*** Exercise passage Section Begins ***

IMPLANTS AND LYMPHOMA

What You Need to Know About Lymphoma

According to the FDA, as of September 2020, more than 700 people worldwide have been diagnosed with breast implant-associated anaplastic large cell lymphoma, an uncommon cancer. The agency found that the women with textured breast implants have a small but increased risk of developing this disease. The working theory, Dr. Glasberg explains, is that the texturing on the implant drives inflammation, which causes a change in the capsule around the implant that then develops into lymphoma.

Despite his belief that breast implants are safe for the vast majority of women, Dr. Clemens authored a 2021 study that examined eight cases of Epstein–Barr virus-positive large B-cell lymphoma associated with breast implants “and we’ve been trying to understand these better,” he says. (The eight women in the study were all patients at MD Anderson, a medical center that offers breast reconstruction and elective breast implant surgery, who were among the 30 known cases in the world of this type of lymphoma, per the FDA tally.) Increased awareness, combined with more pathology testing of scar tissue, plus physicians and patients being aware of breast implant-associated issues has “drawn our attention to looking for these other diseases,” he says.

*** Exercise passage Section Ends ***

(Exercise instructions)
1. In the passage on implants and lymphoma, how many cases did Dr. Clemens's 2021 study examine?
2. In the passage on implants and lymphoma, list the factors Dr. Clemens says have drawn attention to looking for other diseases.
3. Write a continuation of the passage on implants and lymphoma, picking up after its final sentence.
The entries after the passage are not needed for this work.

*** Source data Section Begins ***

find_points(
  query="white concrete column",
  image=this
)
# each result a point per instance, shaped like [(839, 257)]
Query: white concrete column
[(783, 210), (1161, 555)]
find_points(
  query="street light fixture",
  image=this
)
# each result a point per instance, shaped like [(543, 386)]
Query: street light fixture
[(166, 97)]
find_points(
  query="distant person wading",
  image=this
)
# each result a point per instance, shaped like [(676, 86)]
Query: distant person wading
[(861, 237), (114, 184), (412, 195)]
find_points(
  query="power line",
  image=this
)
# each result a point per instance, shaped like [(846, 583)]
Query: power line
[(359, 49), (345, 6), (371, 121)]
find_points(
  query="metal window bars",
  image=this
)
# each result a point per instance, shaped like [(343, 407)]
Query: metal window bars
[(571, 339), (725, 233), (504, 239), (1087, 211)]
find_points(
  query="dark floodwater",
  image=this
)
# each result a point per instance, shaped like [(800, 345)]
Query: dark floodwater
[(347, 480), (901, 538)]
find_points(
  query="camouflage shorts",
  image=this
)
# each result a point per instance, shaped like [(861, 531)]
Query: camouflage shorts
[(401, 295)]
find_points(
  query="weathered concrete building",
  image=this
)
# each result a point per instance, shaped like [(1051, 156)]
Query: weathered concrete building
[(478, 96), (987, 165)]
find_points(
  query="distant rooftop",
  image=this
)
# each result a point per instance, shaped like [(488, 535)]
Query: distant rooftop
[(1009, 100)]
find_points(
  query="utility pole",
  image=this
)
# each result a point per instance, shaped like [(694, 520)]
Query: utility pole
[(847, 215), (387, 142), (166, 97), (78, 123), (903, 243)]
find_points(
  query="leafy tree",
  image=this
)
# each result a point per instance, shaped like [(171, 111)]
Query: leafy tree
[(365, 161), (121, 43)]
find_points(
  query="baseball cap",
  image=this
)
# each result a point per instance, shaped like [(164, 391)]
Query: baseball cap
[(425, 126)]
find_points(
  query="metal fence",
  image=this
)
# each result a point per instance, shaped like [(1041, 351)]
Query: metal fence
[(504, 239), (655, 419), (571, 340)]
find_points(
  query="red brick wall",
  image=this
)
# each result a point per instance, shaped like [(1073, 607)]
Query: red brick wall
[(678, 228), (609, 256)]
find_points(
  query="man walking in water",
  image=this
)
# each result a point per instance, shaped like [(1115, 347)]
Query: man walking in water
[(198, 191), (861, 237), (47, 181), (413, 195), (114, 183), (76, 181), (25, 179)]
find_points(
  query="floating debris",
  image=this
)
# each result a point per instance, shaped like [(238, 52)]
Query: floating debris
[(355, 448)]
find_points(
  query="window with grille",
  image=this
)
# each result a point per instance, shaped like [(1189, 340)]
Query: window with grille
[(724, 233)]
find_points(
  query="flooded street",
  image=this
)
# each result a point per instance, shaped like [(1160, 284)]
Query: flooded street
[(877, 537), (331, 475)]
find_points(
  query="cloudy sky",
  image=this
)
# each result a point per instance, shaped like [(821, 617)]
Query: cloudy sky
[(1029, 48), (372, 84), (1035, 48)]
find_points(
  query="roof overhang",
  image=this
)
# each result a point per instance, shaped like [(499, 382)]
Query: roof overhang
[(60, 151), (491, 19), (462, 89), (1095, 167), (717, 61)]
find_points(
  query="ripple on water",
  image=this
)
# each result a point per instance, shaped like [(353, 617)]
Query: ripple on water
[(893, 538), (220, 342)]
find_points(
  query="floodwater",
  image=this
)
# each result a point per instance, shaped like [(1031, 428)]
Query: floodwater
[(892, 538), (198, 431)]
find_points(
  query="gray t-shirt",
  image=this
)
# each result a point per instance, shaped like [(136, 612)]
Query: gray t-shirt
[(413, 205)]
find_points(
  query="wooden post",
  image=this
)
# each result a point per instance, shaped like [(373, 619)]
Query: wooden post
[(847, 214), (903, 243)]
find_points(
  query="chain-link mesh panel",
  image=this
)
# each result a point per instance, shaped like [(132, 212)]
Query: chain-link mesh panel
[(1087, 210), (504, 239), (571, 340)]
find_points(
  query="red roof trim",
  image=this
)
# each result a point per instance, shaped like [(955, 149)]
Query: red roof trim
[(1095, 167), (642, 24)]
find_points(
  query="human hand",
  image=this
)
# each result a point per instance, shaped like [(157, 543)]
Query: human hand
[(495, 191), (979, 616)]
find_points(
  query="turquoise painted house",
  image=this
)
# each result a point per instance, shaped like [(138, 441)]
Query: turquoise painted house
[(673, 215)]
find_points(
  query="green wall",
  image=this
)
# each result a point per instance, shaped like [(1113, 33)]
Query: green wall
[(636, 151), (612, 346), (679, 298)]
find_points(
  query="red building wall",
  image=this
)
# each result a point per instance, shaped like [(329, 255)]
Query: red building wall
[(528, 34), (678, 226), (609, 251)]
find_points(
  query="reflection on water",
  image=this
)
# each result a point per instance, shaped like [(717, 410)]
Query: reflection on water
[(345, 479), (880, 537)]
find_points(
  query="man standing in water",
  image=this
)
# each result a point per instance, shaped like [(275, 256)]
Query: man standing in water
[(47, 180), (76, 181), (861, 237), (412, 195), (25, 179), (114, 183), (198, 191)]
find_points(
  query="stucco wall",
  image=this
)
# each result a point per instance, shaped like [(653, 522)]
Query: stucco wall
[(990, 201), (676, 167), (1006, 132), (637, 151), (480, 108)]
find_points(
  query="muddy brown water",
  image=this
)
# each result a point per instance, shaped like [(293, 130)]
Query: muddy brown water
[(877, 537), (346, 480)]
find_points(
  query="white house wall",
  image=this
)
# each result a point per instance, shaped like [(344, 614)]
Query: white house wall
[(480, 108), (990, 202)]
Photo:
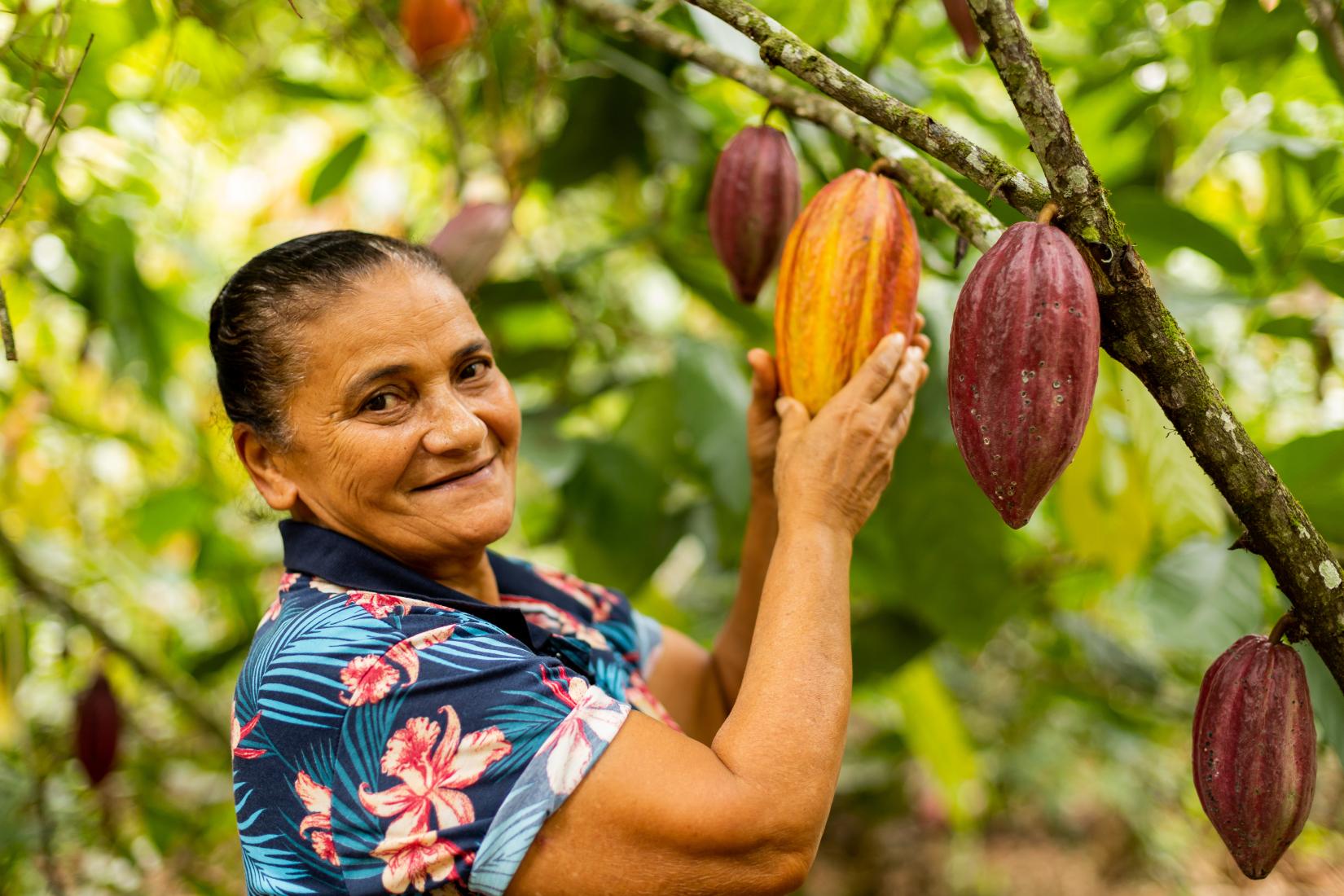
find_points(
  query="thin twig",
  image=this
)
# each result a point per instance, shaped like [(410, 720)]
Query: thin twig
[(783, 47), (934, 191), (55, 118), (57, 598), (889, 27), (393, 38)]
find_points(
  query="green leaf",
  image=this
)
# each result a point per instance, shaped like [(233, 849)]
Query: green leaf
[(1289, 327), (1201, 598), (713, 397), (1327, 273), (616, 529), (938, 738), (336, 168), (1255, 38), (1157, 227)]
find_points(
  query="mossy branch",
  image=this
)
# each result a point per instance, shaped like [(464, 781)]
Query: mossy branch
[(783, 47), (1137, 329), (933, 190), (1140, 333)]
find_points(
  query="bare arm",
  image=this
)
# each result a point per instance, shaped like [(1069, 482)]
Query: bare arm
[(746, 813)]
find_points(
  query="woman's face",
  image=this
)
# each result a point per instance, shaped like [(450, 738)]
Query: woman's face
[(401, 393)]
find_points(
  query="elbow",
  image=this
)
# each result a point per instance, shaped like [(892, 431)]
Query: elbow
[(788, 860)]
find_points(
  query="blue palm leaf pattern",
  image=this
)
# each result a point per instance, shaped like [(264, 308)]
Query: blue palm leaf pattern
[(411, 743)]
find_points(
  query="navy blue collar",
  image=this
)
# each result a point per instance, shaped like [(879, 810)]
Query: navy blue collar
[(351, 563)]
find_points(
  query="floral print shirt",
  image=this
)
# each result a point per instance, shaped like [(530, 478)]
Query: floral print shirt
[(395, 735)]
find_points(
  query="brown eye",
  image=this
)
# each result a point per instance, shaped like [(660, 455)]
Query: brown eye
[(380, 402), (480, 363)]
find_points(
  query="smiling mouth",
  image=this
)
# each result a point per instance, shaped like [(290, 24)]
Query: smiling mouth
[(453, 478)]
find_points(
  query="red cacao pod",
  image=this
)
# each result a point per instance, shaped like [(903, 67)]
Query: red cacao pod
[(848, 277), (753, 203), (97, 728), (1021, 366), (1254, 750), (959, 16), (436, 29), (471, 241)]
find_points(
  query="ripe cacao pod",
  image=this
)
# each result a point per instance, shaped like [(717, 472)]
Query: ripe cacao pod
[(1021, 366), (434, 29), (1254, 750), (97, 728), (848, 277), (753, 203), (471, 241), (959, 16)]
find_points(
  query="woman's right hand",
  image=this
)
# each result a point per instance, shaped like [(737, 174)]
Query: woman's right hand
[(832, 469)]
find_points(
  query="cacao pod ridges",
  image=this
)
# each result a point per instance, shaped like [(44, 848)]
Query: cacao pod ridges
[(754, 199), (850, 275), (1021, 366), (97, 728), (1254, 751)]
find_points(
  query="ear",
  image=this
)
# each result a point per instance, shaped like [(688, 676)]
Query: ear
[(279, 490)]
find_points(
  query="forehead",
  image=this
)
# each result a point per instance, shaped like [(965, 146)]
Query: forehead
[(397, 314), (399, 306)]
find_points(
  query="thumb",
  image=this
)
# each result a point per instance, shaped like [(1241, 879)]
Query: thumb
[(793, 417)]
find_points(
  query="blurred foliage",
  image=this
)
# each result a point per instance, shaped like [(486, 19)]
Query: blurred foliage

*** Source data Section Ends ***

(Answers for the exercise)
1. Eight cases of Epstein–Barr virus-positive large B-cell lymphoma associated with breast implants.

2.
- Increased awareness
- More pathology testing of scar tissue
- Physicians and patients being aware of breast implant-associated issues

3.
IMPLANTS AND AUTOIMMUNE DISEASE

Breast Implants and Autoimmune Disease

Autoimmune issues arise when the body mistakenly attacks its own healthy tissue, causing damaging inflammation and often chronic pain and fatigue, among other symptoms, some of them disabling and/or permanent.

In 2018, MD Anderson conducted the largest study to date to explore long-term safety outcomes of breast implants, finding an association, though not a causation, with some rare diseases, including the autoimmune disorders Sjögren’s syndrome, rheumatoid arthritis (RA), and scleroderma. What’s more, researchers in the Netherlands found that more than two-thirds of women with autoimmune symptoms who had their breast implants removed experienced a reduction in symptoms.

That same year an Israeli study—research that Zuckerman says is both independent and well-designed—compared more than 24,000 breast implant patients to more than 98,000 women without breast implants but who shared similar demographic traits and reported a 22% increase in several autoimmune and rheumatic disorders, as diagnosed by their physicians and reported in their medical records. In addition, the same study reported a 60% increased risk of Sjögren’s syndrome, multiple sclerosis (MS), and sarcoidosis among those with implants, as well.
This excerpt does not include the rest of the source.